**What to work on**:
• a. In the passage about trees sharing resources through fungal networks, what name do local researchers give the centuries-old Douglas fir?
• b. Retype the passage about trees sharing resources through fungal networks from "As the beetles" up to and including "by the beetles.".

::: Reading text :::

When a tree within a connected group becomes infected by pests, disease, or harmful fungi, chemical signals are sent through the mycelial network. These signals often act as a warning — allowing other trees in the network time to prepare to resist the encroaching threat. These signals may also be received as a “cry for help” from the affected tree.
Rather than cutting off the weak, dying tree from the network, the hub tree may send resources to help it fight the sickness. This could come in the form of nutrients to help manufacture defensive chemicals, instructions on how to synthesize the perfect cocktail to repel or kill the current threat, or by sharing these chemicals directly.
An example of this powerful healing potential was reported by a group of biologists exploring a remote forest in British Columbia. A centuries-old Douglas fir, known to local researchers as "The Sentinel," faced a severe threat from an invasive bark beetle infestation.
As the beetles began to burrow and compromise the tree’s health, something remarkable happened.
Biologists noticed an increase in nutrient flow toward The Sentinel — specifically nitrogen and phosphorus elements required to produce defensive resins used to fight the infection caused by the beetles.

::: Information supplied :::

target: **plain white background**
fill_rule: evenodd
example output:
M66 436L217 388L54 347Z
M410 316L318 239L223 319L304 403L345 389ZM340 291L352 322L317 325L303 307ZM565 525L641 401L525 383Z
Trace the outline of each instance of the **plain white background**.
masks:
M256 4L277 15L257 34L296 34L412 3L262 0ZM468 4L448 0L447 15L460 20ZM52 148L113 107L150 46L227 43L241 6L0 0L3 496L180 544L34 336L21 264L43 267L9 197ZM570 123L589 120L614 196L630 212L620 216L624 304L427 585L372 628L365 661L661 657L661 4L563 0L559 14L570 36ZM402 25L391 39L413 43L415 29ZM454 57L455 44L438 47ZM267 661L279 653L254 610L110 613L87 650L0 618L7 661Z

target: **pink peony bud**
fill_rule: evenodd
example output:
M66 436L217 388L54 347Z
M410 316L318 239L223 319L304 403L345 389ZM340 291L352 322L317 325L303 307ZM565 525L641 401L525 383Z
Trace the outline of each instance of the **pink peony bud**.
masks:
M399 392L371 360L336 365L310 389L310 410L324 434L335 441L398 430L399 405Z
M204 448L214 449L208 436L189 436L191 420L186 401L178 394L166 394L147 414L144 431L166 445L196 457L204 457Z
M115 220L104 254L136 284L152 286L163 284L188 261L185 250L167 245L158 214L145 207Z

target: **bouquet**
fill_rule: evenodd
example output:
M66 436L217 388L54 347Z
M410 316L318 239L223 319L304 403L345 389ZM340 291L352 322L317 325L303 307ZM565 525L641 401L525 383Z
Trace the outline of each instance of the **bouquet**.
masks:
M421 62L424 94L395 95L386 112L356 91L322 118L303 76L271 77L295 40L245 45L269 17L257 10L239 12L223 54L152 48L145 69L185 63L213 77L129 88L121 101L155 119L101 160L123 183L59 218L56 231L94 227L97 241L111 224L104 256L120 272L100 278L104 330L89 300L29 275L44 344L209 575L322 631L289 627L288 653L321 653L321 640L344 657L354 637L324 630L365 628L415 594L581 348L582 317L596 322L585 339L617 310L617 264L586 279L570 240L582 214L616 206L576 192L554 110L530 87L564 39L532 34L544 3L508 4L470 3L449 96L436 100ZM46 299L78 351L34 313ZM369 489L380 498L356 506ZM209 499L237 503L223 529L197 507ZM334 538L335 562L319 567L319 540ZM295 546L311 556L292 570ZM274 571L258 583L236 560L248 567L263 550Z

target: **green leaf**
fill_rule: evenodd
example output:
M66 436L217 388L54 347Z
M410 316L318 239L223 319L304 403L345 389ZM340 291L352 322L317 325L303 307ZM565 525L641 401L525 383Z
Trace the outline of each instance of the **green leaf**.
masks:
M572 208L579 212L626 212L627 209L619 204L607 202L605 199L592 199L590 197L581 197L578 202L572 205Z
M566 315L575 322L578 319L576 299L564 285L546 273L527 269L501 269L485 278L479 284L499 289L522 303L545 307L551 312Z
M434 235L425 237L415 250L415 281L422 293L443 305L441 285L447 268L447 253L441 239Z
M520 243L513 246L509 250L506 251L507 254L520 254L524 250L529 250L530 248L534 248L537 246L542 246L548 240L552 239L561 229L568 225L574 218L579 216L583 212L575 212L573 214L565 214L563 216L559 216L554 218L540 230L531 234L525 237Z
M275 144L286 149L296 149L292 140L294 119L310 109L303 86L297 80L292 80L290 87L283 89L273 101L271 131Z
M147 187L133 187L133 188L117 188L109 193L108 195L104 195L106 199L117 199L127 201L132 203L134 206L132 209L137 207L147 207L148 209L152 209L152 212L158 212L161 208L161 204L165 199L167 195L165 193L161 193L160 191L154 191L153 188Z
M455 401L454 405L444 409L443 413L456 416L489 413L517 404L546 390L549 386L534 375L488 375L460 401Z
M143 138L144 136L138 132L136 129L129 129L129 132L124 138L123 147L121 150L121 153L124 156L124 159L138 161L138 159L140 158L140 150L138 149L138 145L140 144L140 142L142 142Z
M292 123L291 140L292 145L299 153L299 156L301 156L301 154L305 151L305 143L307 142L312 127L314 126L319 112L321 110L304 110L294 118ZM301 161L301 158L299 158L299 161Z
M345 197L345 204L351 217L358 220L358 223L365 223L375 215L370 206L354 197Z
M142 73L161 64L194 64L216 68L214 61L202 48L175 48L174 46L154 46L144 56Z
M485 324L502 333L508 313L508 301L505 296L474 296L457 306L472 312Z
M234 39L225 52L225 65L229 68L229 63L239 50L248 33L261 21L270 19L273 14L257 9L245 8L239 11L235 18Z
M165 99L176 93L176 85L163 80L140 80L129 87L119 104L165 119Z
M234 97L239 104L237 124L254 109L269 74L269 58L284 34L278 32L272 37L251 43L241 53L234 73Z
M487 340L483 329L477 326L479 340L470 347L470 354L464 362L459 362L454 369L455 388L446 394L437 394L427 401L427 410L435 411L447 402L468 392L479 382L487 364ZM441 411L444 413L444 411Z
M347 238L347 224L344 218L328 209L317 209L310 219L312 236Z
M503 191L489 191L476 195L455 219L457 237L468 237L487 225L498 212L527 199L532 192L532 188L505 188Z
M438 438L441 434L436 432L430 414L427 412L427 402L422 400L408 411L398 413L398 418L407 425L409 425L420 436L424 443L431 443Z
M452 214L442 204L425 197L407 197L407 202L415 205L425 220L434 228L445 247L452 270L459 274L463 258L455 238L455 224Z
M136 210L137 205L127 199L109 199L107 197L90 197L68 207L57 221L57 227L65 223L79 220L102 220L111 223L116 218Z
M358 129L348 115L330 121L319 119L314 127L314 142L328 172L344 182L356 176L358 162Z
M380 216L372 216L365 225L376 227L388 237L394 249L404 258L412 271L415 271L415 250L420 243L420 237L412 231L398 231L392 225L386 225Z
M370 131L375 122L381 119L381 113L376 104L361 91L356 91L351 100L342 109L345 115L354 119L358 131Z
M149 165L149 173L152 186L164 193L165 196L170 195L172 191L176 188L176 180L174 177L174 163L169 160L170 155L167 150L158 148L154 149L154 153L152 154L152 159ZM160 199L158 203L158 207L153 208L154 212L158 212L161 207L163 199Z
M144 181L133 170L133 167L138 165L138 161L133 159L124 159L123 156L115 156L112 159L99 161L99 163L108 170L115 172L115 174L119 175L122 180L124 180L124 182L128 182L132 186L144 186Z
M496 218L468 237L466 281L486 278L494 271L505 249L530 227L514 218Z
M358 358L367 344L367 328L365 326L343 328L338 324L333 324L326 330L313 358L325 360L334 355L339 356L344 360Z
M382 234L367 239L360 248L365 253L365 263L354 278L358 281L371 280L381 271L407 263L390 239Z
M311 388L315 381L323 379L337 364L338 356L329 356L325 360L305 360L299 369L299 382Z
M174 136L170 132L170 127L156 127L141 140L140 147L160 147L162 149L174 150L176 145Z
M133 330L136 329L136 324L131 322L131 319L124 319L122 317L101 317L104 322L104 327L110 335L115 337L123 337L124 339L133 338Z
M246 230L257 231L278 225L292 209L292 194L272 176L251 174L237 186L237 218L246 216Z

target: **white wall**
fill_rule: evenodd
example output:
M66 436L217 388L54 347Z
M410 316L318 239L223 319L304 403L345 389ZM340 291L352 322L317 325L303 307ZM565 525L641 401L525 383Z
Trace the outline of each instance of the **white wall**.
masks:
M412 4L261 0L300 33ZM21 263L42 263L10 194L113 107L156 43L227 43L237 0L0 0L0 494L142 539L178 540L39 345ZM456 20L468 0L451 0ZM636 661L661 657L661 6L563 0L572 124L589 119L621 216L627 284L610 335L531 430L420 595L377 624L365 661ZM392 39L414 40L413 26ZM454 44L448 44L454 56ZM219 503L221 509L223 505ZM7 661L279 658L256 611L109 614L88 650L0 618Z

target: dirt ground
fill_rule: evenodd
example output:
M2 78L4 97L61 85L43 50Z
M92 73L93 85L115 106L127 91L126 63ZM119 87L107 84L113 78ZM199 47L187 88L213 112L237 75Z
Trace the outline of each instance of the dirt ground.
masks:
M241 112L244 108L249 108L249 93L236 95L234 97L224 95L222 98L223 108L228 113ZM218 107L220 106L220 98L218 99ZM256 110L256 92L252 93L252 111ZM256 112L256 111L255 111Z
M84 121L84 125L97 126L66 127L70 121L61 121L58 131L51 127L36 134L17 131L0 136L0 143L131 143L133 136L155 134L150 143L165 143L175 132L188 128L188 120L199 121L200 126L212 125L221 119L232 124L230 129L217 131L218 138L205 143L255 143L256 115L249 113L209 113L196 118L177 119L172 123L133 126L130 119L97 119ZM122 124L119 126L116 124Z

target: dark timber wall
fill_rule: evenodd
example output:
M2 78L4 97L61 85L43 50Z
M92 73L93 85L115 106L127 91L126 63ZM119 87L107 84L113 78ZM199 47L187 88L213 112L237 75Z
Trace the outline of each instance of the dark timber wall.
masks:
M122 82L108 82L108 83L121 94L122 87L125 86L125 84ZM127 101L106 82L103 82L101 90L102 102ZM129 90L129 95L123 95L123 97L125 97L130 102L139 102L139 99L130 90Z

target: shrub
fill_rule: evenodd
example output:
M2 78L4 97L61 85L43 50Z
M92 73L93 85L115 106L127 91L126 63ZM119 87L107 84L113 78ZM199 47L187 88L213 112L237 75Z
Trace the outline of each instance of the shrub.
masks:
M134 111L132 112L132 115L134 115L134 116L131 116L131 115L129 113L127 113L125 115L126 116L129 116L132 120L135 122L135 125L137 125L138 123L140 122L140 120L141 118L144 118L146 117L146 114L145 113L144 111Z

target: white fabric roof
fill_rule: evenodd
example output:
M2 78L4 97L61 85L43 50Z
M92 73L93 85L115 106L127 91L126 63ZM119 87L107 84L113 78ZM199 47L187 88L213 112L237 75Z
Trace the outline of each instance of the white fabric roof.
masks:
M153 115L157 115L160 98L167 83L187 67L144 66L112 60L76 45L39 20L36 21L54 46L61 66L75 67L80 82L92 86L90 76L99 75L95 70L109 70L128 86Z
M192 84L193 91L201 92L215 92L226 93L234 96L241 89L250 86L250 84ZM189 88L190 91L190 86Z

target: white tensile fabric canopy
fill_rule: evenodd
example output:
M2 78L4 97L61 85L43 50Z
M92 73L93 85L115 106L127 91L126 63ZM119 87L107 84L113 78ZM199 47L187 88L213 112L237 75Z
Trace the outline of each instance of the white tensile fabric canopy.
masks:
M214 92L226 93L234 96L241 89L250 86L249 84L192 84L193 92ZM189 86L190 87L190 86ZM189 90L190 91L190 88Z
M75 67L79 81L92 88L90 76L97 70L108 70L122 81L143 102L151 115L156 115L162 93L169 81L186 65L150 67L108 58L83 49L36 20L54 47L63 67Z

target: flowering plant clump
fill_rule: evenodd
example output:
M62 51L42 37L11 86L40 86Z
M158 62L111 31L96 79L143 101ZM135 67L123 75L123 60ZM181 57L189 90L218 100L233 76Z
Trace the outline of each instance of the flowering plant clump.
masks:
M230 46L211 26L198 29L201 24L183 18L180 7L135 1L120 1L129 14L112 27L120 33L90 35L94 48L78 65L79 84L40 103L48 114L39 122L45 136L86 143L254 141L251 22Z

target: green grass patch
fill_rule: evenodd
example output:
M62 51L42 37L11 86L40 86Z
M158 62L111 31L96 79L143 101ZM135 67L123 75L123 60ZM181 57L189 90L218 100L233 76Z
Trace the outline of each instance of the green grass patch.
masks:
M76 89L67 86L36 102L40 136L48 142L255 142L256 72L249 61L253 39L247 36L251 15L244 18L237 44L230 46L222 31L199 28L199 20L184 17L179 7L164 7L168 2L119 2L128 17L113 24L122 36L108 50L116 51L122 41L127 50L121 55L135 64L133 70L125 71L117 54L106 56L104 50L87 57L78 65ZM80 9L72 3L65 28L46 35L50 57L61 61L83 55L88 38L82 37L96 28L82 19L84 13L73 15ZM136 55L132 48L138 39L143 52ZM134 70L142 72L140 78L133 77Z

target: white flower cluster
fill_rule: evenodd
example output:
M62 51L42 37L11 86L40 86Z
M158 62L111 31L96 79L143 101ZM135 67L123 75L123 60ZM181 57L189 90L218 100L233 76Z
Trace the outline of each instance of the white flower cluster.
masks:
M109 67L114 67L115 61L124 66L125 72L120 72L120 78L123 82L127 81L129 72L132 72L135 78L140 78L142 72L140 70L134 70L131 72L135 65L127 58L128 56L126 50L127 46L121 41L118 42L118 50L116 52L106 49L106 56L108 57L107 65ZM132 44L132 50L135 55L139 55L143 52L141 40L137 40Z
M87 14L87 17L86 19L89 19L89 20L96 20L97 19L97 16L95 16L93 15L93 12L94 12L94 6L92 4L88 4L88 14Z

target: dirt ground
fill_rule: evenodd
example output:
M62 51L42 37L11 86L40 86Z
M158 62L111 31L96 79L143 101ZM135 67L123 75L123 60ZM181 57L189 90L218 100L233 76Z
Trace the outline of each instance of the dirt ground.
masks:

:::

**Solutions for each task**:
• a. The Sentinel

• b.
As the beetles began to burrow and compromise the tree’s health, something remarkable happened.
Biologists noticed an increase in nutrient flow toward The Sentinel — specifically nitrogen and phosphorus elements required to produce defensive resins used to fight the infection caused by the beetles.